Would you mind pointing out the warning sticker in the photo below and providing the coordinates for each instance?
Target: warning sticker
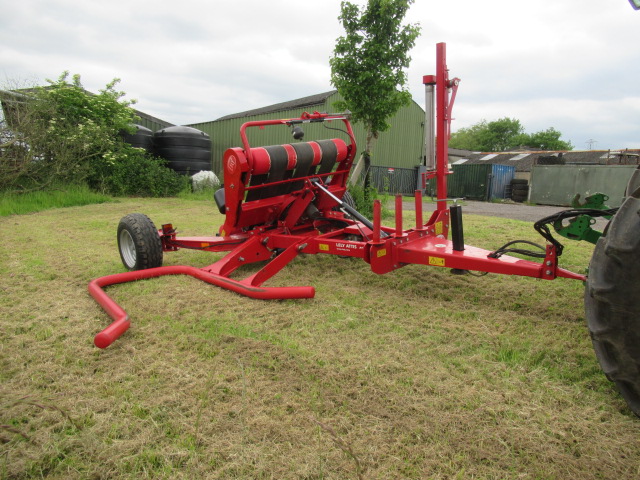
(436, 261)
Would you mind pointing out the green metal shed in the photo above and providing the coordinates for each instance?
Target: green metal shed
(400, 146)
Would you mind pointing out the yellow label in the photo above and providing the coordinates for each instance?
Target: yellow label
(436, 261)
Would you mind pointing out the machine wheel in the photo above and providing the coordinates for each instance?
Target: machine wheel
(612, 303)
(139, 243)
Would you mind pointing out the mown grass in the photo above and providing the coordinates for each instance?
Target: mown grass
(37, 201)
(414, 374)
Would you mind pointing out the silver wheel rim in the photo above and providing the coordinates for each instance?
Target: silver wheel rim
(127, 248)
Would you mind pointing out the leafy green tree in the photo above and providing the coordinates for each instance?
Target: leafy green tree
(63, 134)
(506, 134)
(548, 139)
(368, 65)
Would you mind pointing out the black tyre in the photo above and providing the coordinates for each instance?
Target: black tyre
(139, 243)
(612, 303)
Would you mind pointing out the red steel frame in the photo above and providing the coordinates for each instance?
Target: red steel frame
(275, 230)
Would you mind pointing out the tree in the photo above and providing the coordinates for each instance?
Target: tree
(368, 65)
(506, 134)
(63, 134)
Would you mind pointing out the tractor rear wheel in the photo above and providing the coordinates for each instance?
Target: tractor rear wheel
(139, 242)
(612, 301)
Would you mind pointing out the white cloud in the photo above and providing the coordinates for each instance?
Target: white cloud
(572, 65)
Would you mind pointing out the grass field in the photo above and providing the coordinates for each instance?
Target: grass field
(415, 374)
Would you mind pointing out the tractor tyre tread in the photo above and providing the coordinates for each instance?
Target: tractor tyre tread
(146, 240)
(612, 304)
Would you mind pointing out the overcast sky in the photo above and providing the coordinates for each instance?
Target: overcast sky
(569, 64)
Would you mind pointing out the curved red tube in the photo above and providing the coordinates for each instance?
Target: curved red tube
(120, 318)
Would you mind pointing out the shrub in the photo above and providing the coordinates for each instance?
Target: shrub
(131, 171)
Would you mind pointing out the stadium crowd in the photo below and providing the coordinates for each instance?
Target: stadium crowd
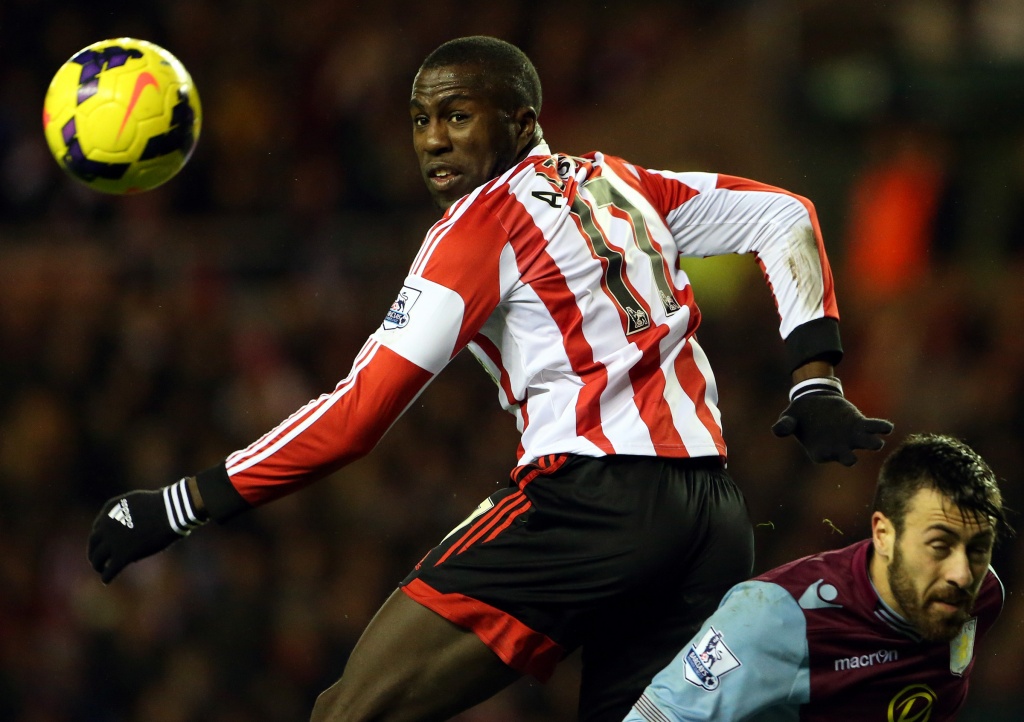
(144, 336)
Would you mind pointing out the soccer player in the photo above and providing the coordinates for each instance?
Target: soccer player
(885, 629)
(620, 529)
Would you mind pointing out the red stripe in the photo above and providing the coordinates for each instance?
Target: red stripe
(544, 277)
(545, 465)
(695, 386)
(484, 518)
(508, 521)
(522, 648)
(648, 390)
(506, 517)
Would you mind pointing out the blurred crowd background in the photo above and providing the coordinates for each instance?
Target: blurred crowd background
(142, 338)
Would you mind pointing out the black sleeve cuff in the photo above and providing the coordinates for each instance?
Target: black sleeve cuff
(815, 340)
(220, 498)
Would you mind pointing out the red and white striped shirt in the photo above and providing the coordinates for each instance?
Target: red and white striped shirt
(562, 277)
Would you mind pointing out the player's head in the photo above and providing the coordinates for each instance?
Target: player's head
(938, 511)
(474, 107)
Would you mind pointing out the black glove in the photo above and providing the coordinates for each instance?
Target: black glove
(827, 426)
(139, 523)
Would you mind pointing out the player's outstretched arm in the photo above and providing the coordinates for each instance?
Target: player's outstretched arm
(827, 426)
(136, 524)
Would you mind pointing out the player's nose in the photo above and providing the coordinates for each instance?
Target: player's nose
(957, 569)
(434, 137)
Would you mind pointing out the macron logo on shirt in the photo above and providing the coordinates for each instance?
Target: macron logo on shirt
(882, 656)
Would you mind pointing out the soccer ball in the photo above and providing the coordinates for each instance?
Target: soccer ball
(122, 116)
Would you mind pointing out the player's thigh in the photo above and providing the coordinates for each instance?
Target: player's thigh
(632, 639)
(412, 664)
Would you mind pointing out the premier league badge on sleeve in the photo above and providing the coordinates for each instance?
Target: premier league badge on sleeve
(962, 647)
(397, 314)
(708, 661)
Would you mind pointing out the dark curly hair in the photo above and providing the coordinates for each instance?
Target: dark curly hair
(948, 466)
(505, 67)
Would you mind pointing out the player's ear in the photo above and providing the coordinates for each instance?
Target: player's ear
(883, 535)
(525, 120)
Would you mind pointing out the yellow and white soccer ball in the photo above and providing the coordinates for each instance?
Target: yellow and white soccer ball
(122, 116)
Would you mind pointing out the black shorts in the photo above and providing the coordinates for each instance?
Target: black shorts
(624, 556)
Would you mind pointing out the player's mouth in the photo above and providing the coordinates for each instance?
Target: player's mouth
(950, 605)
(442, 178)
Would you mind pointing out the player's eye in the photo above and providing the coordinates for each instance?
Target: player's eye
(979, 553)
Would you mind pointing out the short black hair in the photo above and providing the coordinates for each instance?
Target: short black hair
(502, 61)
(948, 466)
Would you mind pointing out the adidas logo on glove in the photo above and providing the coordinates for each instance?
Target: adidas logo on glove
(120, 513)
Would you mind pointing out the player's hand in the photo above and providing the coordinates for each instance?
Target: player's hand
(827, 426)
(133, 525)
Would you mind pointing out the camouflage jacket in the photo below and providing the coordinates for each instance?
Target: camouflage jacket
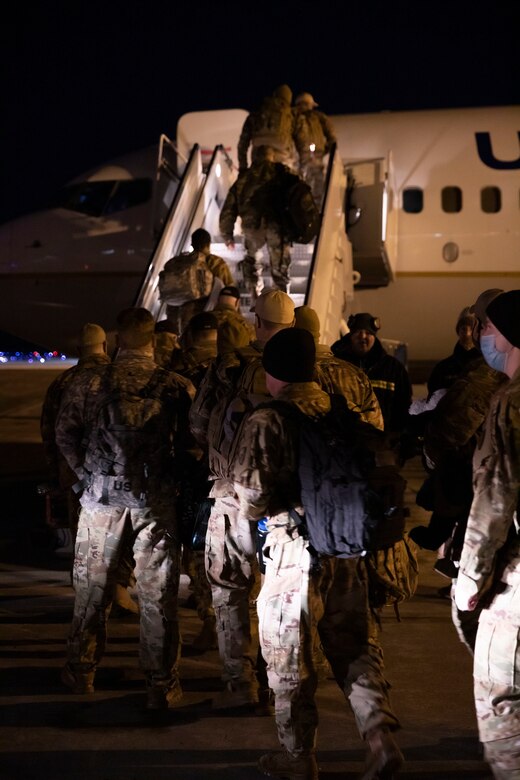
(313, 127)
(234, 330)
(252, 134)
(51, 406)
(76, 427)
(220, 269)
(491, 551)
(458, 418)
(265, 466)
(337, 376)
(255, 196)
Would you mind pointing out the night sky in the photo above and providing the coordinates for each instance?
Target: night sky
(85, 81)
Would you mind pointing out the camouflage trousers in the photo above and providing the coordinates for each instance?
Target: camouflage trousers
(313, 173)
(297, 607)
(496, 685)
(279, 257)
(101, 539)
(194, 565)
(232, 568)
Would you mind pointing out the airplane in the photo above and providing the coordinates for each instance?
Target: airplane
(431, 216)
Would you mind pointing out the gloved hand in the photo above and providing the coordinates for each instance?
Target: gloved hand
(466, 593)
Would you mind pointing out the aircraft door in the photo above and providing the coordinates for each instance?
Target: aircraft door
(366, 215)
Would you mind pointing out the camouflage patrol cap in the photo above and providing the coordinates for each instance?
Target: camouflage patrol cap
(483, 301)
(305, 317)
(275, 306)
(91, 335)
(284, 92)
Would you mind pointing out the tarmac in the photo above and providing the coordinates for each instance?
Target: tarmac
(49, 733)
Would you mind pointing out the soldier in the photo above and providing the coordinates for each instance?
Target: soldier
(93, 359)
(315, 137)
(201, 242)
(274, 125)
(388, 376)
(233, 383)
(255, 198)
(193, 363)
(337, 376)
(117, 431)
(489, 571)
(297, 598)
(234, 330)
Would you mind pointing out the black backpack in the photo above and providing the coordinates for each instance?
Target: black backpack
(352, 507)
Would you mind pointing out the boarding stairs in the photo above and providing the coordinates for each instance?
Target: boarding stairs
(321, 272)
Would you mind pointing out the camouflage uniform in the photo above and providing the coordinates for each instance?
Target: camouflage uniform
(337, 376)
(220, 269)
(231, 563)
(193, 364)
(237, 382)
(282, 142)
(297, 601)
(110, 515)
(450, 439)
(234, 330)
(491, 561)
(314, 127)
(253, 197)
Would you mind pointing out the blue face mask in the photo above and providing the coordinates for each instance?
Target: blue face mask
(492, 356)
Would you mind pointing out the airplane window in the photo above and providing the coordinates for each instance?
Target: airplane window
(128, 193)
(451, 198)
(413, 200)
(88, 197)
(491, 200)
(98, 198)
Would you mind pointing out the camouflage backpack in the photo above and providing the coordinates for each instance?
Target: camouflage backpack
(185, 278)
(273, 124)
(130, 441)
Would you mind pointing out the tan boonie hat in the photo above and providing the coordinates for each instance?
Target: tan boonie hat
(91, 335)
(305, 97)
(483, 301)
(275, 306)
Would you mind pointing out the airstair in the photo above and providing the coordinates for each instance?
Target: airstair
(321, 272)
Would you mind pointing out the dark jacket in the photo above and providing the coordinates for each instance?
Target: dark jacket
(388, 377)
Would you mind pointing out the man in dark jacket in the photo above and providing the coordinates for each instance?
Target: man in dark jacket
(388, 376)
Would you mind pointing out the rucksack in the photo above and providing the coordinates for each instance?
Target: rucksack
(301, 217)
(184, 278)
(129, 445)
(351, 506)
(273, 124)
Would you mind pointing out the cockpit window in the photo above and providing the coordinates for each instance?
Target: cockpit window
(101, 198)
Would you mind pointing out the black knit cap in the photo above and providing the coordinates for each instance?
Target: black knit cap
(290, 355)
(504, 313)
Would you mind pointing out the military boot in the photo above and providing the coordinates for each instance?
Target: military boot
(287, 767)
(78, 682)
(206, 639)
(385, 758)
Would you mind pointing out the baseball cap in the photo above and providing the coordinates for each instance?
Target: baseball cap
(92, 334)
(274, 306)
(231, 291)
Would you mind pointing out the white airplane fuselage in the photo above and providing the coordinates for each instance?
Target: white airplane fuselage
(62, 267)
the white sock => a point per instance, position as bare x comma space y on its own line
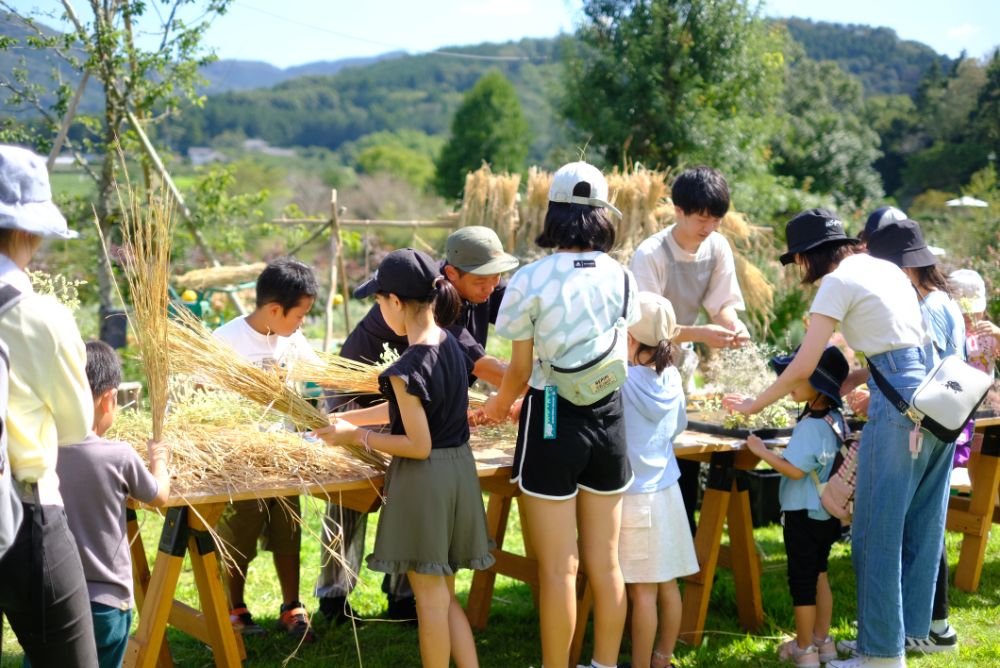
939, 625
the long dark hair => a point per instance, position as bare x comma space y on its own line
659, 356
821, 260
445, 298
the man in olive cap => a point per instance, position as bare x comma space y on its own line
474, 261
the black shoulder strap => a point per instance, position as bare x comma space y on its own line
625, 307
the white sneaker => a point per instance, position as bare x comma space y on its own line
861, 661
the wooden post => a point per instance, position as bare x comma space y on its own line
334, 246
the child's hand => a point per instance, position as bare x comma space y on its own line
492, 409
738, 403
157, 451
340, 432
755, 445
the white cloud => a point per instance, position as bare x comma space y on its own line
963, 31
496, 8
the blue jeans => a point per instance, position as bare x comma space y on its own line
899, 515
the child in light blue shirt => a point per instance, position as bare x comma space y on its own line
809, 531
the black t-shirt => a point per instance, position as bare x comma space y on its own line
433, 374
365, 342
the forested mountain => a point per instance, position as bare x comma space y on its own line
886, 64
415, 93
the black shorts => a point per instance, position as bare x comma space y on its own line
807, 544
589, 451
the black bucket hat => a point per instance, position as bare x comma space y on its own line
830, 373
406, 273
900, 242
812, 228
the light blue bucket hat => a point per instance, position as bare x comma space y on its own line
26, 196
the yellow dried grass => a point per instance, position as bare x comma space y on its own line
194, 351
☆ ☆ ☆ ☆ ☆
* Task to complete *
Copy out every line in the records where the word "below" is found.

* Response to this exercise *
Would you mind pointing out the warning sticker in the photo below and providing the coordinates for each instance?
Would you mind pointing out the stadium crowd in the photo below and providing the coordinates for each instance?
Would you mind pointing out the camouflage jacket in the photo below and providing the coordinates for each instance?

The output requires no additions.